** Start EXCERPTED DATA **

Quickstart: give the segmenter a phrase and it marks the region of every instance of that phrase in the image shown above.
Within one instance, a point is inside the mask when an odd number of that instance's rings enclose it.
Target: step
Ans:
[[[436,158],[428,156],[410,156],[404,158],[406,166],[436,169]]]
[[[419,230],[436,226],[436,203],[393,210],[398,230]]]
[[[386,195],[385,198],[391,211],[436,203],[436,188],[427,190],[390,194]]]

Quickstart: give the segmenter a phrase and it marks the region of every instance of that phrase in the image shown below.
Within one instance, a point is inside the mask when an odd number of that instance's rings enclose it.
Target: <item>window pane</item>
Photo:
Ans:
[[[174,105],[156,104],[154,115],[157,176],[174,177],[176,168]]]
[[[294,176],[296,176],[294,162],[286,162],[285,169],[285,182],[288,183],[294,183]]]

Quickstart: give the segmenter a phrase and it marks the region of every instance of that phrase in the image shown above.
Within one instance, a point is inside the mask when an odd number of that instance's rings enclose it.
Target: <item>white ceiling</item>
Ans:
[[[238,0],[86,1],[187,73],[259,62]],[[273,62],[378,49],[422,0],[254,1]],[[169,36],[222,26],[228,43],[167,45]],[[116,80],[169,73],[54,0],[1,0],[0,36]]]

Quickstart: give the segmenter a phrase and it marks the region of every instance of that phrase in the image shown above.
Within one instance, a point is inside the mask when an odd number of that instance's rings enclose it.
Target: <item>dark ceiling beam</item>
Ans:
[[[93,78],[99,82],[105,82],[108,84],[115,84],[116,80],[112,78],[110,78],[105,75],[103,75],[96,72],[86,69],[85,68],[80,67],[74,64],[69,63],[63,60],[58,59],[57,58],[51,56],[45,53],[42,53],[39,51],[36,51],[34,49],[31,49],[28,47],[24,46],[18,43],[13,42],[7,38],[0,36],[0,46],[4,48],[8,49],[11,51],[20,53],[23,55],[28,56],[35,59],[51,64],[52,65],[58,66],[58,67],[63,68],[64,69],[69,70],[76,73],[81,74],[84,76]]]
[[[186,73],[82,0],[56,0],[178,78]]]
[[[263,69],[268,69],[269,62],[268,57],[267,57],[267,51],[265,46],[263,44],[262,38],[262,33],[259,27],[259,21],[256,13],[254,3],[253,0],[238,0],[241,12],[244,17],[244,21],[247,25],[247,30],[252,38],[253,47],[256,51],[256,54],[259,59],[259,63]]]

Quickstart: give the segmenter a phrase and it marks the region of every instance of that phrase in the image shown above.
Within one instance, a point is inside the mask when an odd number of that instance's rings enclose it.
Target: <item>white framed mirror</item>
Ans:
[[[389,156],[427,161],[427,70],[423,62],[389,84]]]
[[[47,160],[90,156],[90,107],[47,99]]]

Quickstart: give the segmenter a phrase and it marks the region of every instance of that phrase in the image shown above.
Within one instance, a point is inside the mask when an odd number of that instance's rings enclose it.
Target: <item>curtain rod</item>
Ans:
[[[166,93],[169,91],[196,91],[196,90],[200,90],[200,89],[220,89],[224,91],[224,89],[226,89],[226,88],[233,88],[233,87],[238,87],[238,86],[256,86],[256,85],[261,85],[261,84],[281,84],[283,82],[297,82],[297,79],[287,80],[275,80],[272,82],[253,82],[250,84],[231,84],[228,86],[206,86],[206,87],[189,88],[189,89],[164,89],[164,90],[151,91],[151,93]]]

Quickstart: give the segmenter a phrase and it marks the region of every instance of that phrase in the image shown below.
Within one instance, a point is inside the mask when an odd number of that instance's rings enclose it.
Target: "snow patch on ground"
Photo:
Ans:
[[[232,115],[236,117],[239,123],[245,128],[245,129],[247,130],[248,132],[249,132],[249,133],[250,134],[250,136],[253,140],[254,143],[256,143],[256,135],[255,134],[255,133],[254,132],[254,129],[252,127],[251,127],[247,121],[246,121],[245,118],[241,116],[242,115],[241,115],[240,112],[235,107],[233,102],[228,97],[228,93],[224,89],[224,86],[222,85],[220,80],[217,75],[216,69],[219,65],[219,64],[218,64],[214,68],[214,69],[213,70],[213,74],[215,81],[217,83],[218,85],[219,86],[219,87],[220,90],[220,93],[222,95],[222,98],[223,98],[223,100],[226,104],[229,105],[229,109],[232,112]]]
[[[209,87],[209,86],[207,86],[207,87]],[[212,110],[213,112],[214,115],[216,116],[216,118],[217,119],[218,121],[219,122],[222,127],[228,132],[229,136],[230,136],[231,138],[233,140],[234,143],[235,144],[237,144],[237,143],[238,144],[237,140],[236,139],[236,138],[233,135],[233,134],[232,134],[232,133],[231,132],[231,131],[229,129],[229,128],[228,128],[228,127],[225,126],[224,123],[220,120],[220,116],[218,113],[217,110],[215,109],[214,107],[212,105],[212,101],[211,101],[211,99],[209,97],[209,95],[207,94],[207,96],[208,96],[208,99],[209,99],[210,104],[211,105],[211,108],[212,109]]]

** End EXCERPTED DATA **

Count the lines in the data above that contain the string "white", and reply with the number alone.

2